_Exercise prompt_.
Write out each of the following entries line for line, with no changes.
-- START OF Recorded data --
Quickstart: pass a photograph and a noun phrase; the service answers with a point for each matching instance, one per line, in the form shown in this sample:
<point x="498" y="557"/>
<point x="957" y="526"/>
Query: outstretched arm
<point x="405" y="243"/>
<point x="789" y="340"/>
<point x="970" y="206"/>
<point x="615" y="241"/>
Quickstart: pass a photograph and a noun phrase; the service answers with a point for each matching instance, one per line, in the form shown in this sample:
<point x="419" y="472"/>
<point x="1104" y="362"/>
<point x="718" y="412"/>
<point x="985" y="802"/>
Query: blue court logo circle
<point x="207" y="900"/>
-- END OF Recorded data --
_Full output_.
Quickstart: pass a photograph and a noun phrase; the service answers with a point for each matching instance, one per line, in the form shown in this sample:
<point x="498" y="557"/>
<point x="957" y="526"/>
Query: outstretched arm
<point x="405" y="243"/>
<point x="789" y="340"/>
<point x="970" y="206"/>
<point x="615" y="241"/>
Quickstart: pass a photograph and a noun phrase; the service answers with a point for each matching instance, one per line, in the form shown in this sample:
<point x="419" y="472"/>
<point x="1104" y="362"/>
<point x="718" y="412"/>
<point x="985" y="802"/>
Query: blue court logo circle
<point x="207" y="900"/>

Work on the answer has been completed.